Write out again every line from the one with "like [(159, 329)]." to the one with "[(243, 51)]", both included, leaving the requests unchanged. In the answers, scale each coordinate by 1.15 and round to a whole number, with halves going up.

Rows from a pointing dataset
+---+
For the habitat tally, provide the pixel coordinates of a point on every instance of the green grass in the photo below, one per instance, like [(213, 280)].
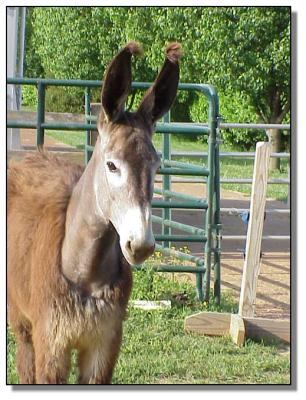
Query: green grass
[(229, 167), (157, 350)]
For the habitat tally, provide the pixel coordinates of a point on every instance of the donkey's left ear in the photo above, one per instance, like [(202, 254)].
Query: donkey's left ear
[(159, 98), (117, 82)]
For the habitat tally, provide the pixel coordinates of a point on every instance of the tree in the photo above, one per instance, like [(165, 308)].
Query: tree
[(243, 51), (248, 51)]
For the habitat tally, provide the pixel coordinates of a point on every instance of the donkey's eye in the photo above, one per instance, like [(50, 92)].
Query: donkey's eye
[(111, 166)]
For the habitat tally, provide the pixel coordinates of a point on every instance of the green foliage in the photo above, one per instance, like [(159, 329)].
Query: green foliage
[(243, 51), (29, 95)]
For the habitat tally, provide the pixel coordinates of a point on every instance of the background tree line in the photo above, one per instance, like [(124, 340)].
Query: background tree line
[(243, 51)]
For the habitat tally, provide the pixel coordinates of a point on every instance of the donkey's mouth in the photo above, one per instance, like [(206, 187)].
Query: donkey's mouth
[(137, 255)]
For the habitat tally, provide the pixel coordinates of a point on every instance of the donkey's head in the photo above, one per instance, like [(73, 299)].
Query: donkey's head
[(127, 160)]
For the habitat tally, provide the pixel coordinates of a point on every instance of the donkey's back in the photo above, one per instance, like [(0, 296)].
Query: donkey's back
[(39, 188)]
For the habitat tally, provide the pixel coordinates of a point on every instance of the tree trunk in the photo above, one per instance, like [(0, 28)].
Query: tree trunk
[(275, 138)]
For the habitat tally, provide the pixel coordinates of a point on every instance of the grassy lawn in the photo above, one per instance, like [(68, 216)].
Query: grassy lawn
[(229, 167), (156, 350)]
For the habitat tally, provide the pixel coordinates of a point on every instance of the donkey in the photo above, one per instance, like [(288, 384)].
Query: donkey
[(73, 233)]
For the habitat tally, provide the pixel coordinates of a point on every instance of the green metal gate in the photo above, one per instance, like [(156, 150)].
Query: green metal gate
[(210, 235)]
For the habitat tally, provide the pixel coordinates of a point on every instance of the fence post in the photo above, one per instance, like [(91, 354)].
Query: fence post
[(255, 228), (40, 136)]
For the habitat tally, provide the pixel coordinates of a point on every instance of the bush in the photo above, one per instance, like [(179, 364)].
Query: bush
[(233, 108)]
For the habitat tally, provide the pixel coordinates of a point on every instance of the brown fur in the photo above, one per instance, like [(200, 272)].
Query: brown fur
[(46, 314), (62, 293)]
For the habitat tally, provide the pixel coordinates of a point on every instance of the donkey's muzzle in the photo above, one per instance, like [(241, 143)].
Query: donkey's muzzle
[(138, 251)]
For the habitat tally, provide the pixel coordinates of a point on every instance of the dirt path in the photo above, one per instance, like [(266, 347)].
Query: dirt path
[(273, 291)]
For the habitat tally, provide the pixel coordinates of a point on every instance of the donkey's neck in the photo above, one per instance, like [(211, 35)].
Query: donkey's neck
[(91, 252)]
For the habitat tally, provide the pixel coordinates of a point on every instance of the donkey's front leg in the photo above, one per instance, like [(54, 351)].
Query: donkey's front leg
[(52, 360), (97, 360)]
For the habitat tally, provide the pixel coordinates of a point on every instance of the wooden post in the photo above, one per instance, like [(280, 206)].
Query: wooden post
[(255, 228)]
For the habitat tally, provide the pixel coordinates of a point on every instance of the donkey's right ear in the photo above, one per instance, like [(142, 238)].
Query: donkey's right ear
[(159, 98), (117, 82)]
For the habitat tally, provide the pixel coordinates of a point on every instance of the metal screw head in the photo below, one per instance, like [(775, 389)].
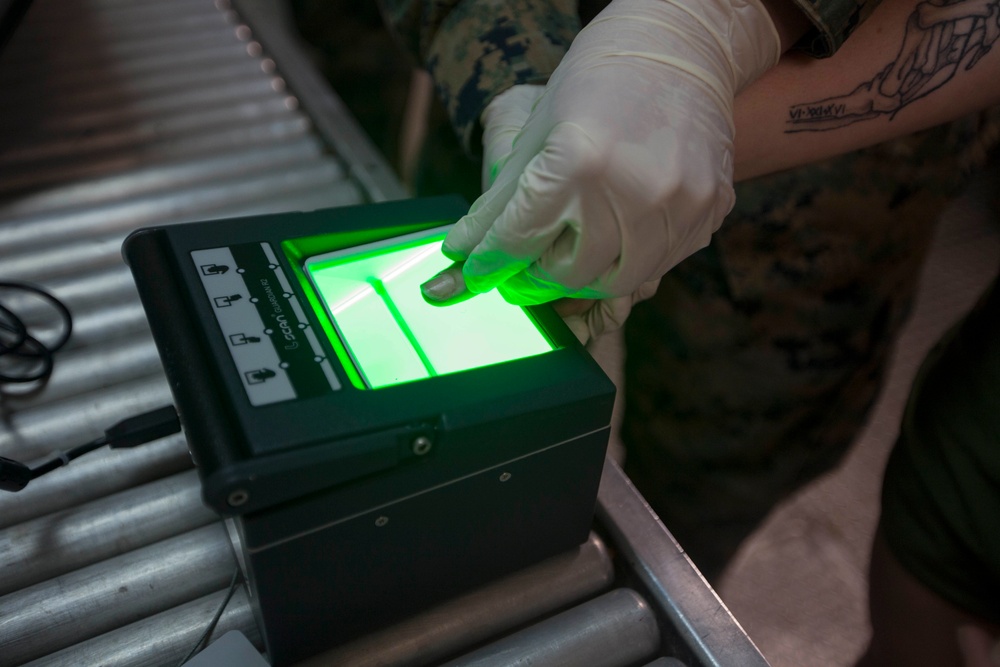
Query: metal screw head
+---+
In response:
For the habitat tally, provide the pixel coordinates of a point on every instance of the green foliage in the photo above, one per instance, like [(159, 329)].
Query: green foliage
[(279, 59), (33, 109)]
For the habitat tally, provide the pixel coordinates of a point on every instance of the background tree line in the photo above, one per instance, like [(124, 340)].
Query: background tree line
[(279, 59)]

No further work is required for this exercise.